Continue the garden-walk passage from after its last sentence.

_Supplied passage:_
===============
SUNLIGHT DAPPLED THROUGH the trees as the summer day transitioned into evening during that magical hour(s) of light beloved by every photographer.
I was cognizant of the fleeting, perfect light as I meandered, camera in hand, along the stone path in the garden edged by swamp grasses on two sides, by manicured lawn on the other borders.
I admired the columbines and Russian sage, the zinnias and the day lilies, the promise of daisies, the sedum and the ground-hugging creepers that crept between the stones laid as a walking path.
Once I bent close to photograph a busy bee and then an angel, hands clasped in reverent prayer, wings spread wide, stones from Montana ringing her feet.
Half way through the garden I paused beside four baseball bats laid end to end in a rectangular shape honoring the boy who loved baseball.
===============
_Material supplied:_
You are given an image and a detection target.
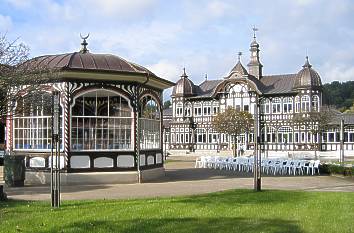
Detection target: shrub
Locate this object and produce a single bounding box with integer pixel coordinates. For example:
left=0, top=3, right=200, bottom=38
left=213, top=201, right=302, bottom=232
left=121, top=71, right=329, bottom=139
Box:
left=320, top=164, right=354, bottom=176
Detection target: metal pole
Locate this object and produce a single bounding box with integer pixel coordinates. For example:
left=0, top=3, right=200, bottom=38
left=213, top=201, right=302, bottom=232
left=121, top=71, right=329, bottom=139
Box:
left=51, top=91, right=60, bottom=207
left=254, top=99, right=262, bottom=191
left=50, top=95, right=55, bottom=207
left=339, top=119, right=344, bottom=166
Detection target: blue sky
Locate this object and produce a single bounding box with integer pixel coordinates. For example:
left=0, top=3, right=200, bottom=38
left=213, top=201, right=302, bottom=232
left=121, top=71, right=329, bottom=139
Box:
left=0, top=0, right=354, bottom=99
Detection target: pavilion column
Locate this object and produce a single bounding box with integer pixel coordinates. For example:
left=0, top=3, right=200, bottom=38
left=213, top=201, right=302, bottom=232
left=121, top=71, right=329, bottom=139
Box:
left=62, top=83, right=71, bottom=167
left=132, top=86, right=142, bottom=183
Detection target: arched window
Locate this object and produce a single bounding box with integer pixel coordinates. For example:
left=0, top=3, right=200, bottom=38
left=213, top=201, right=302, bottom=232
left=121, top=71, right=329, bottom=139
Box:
left=71, top=90, right=133, bottom=151
left=295, top=96, right=300, bottom=113
left=176, top=103, right=183, bottom=116
left=312, top=95, right=320, bottom=111
left=139, top=95, right=160, bottom=149
left=266, top=127, right=276, bottom=142
left=195, top=129, right=206, bottom=143
left=13, top=93, right=59, bottom=150
left=272, top=98, right=281, bottom=114
left=184, top=103, right=192, bottom=117
left=344, top=125, right=354, bottom=142
left=261, top=99, right=270, bottom=114
left=301, top=95, right=310, bottom=112
left=194, top=103, right=202, bottom=116
left=283, top=97, right=293, bottom=113
left=278, top=126, right=293, bottom=144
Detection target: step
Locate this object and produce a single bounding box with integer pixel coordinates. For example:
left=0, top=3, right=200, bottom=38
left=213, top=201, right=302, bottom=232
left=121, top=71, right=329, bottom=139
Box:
left=0, top=166, right=4, bottom=184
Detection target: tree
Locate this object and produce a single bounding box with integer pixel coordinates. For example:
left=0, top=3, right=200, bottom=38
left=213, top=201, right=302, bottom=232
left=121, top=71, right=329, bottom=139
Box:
===============
_Your response:_
I circled along the back edge of the garden and knelt before garden art of a boy holding fireflies captive in a jar. I returned later, when darkness crept into the day, to photograph the fireflies aglow. I smiled at the memory of the boy catching fireflies.
I read the marker at the garden entrance, before entering and then again upon leaving. I wondered how a mother and a father could bear such grief.
And the next day, I hugged the parents of the boy—my nephew—who would have celebrated his 30th birthday. Today. And my husband and son and I gave Justin’s mother half a dozen red roses and a blue balloon to release with the other blue balloons she and my brother-in-law will send heavenward today. To celebrate the young man whose life held such promise, such love, such hope for the future.
THIS POST IS WRITTEN in loving memory of my nephew, Justin, who was born on June 16, 1982, and died at the age of 19 on August 20, 2001, from Hodgkin’s disease. His parents created a beautiful memory garden in their yard honoring their son.